Extract the lines from the one containing "the **tree**, your assistance would be valued." through the one containing "M 652 92 L 650", copying each one character for character.

+===+

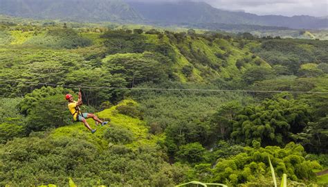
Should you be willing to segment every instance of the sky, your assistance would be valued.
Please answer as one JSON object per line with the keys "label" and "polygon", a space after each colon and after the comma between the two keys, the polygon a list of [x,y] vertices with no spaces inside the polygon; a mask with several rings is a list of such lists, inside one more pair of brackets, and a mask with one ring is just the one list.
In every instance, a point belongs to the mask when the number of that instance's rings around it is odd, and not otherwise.
{"label": "sky", "polygon": [[226,10],[243,10],[257,15],[284,16],[328,15],[328,0],[204,0],[212,6]]}
{"label": "sky", "polygon": [[212,6],[228,10],[244,10],[259,15],[284,16],[328,15],[328,0],[129,0],[138,1],[205,1]]}

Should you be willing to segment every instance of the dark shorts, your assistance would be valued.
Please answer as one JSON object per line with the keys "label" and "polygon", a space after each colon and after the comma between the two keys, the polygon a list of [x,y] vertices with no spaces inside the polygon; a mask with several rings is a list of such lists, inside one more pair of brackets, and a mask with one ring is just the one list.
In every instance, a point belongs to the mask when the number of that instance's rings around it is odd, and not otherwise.
{"label": "dark shorts", "polygon": [[87,116],[88,116],[88,113],[82,113],[82,115],[78,114],[78,121],[82,122],[83,119],[86,118]]}

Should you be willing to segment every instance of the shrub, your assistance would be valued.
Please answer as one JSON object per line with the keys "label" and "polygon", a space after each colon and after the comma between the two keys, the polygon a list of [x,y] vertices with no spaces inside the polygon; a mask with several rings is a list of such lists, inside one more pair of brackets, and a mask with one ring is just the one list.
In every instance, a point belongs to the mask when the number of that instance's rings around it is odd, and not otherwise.
{"label": "shrub", "polygon": [[110,126],[106,130],[104,137],[114,143],[127,144],[134,141],[134,134],[131,131],[116,125]]}

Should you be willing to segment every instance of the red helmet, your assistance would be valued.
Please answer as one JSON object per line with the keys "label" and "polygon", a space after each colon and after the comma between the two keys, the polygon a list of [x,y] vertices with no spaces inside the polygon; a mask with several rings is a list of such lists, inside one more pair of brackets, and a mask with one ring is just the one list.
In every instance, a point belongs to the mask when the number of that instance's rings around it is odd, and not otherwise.
{"label": "red helmet", "polygon": [[69,98],[71,98],[71,97],[72,97],[72,95],[71,95],[71,94],[66,94],[66,100],[69,100]]}

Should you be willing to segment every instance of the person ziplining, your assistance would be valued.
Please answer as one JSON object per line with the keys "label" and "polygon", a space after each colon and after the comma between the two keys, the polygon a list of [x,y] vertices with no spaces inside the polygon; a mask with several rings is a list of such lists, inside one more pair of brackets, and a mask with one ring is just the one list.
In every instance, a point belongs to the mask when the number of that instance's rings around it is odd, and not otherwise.
{"label": "person ziplining", "polygon": [[79,98],[78,101],[75,101],[73,98],[72,95],[66,94],[66,100],[69,101],[69,109],[71,112],[71,114],[73,115],[73,118],[74,121],[80,121],[84,124],[84,126],[88,128],[89,130],[91,132],[92,134],[95,133],[97,130],[96,129],[91,129],[90,125],[89,125],[88,123],[86,122],[86,118],[92,118],[95,122],[96,124],[98,123],[100,123],[102,126],[108,123],[108,121],[102,121],[100,120],[95,114],[89,114],[89,113],[82,113],[80,109],[80,106],[83,105],[82,100],[82,94],[81,94],[81,89],[79,89]]}

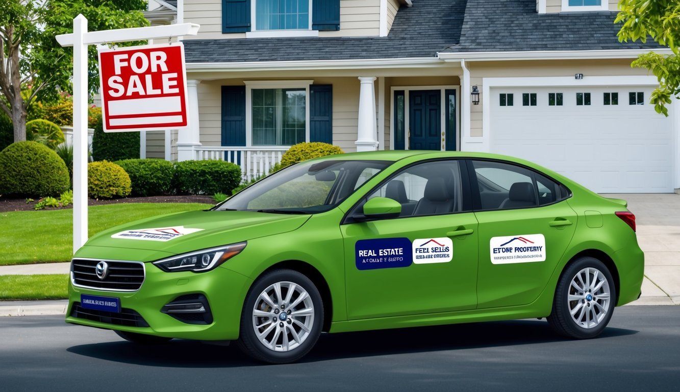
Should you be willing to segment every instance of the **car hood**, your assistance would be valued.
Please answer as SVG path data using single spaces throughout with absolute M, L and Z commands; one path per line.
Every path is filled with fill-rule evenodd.
M 252 211 L 180 212 L 105 230 L 85 245 L 176 255 L 292 231 L 309 216 Z

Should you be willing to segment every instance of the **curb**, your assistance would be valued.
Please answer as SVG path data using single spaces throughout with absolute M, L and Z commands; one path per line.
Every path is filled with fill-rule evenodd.
M 66 314 L 67 300 L 0 302 L 0 317 Z

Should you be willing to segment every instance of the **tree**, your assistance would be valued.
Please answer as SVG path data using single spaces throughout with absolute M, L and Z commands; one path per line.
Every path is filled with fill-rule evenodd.
M 652 92 L 650 101 L 658 113 L 668 116 L 666 105 L 670 104 L 671 97 L 680 95 L 680 0 L 619 0 L 619 10 L 614 21 L 623 22 L 619 41 L 639 39 L 644 43 L 651 37 L 672 52 L 641 54 L 631 64 L 651 71 L 658 78 L 659 86 Z
M 0 0 L 0 109 L 12 118 L 14 141 L 26 140 L 26 116 L 35 99 L 53 101 L 72 91 L 73 50 L 55 36 L 73 32 L 82 14 L 90 31 L 149 24 L 144 0 Z M 125 43 L 121 46 L 139 43 Z M 97 48 L 88 52 L 90 93 L 99 86 Z

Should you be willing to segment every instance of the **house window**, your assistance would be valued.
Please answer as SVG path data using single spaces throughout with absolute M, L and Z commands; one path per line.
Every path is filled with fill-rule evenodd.
M 564 11 L 607 11 L 609 0 L 562 0 Z
M 253 146 L 292 146 L 305 141 L 305 88 L 252 88 Z
M 562 99 L 562 93 L 548 93 L 548 105 L 549 106 L 562 106 L 564 102 Z
M 641 92 L 637 93 L 628 93 L 628 104 L 629 105 L 644 105 L 645 104 L 645 93 Z
M 514 103 L 514 97 L 512 94 L 500 94 L 500 101 L 499 105 L 501 106 L 512 106 Z
M 618 93 L 605 93 L 605 105 L 618 105 Z
M 256 0 L 256 30 L 308 30 L 309 0 Z
M 590 106 L 590 93 L 576 93 L 576 105 L 577 106 Z

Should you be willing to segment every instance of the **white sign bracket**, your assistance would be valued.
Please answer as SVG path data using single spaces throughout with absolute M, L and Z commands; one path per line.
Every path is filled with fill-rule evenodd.
M 199 28 L 194 23 L 182 23 L 88 32 L 87 19 L 80 14 L 73 19 L 72 33 L 56 37 L 62 46 L 73 47 L 73 253 L 88 238 L 88 46 L 165 37 L 170 40 L 173 37 L 196 35 Z

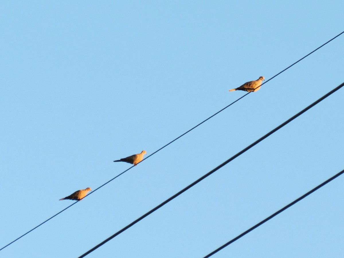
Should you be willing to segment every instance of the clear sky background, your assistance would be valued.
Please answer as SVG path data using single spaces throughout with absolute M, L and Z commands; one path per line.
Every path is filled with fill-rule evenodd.
M 344 30 L 344 2 L 2 1 L 2 247 Z M 76 257 L 344 82 L 344 35 L 0 251 Z M 344 169 L 344 89 L 89 257 L 201 257 Z M 344 176 L 214 257 L 342 257 Z

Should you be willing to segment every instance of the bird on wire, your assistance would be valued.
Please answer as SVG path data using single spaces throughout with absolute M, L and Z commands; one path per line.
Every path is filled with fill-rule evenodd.
M 60 199 L 59 201 L 62 200 L 74 200 L 75 201 L 80 201 L 81 199 L 87 195 L 87 193 L 89 191 L 92 191 L 91 189 L 88 187 L 85 189 L 83 190 L 79 190 L 74 193 L 73 193 L 69 196 L 65 197 L 64 198 Z
M 131 164 L 133 164 L 134 166 L 137 165 L 137 163 L 141 162 L 143 159 L 143 155 L 147 154 L 147 152 L 146 151 L 142 151 L 141 153 L 138 154 L 135 154 L 129 157 L 125 158 L 123 159 L 121 159 L 118 160 L 114 160 L 114 162 L 120 162 L 123 161 L 126 162 L 127 163 L 130 163 Z
M 260 88 L 260 85 L 261 85 L 261 81 L 265 80 L 265 78 L 264 77 L 264 76 L 261 76 L 258 80 L 245 83 L 239 87 L 235 89 L 230 89 L 229 91 L 244 90 L 245 92 L 254 92 L 259 90 Z

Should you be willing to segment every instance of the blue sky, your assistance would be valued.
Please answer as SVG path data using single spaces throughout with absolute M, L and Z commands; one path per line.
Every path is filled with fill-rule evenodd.
M 343 30 L 340 1 L 0 3 L 1 247 Z M 75 257 L 344 81 L 342 35 L 0 251 Z M 344 169 L 344 90 L 94 251 L 203 257 Z M 214 256 L 341 257 L 340 177 Z

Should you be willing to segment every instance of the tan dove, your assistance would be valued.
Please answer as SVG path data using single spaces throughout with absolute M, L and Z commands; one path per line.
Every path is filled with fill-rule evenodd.
M 62 201 L 62 200 L 75 200 L 75 201 L 80 201 L 82 199 L 87 195 L 87 193 L 89 191 L 92 191 L 90 188 L 88 187 L 84 190 L 79 190 L 74 193 L 73 193 L 69 196 L 67 196 L 67 197 L 65 197 L 64 198 L 60 199 L 59 201 Z
M 147 154 L 147 152 L 146 151 L 142 151 L 139 154 L 135 154 L 123 159 L 121 159 L 118 160 L 114 160 L 114 162 L 123 161 L 127 163 L 130 163 L 131 164 L 133 164 L 134 166 L 136 166 L 138 163 L 142 161 L 142 160 L 143 159 L 143 155 Z
M 259 77 L 259 79 L 256 80 L 252 80 L 251 82 L 248 82 L 244 83 L 243 85 L 239 87 L 238 87 L 235 89 L 230 89 L 230 92 L 232 92 L 233 90 L 245 90 L 245 92 L 256 92 L 260 88 L 260 85 L 261 85 L 261 81 L 265 80 L 265 78 L 264 76 L 261 76 Z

+===+

_Final result_
Should you be willing to segment every instance of the **tree**, your assistance would be valued.
Please answer as SVG path data using single spaces throughout with absolute M, L and Z commands; one path per line.
Every path is filled with fill-rule evenodd.
M 652 92 L 650 101 L 658 113 L 668 116 L 666 105 L 670 104 L 671 97 L 680 95 L 680 0 L 619 0 L 619 10 L 614 21 L 623 22 L 619 41 L 639 39 L 644 43 L 651 37 L 672 52 L 641 54 L 631 64 L 651 71 L 658 78 L 659 86 Z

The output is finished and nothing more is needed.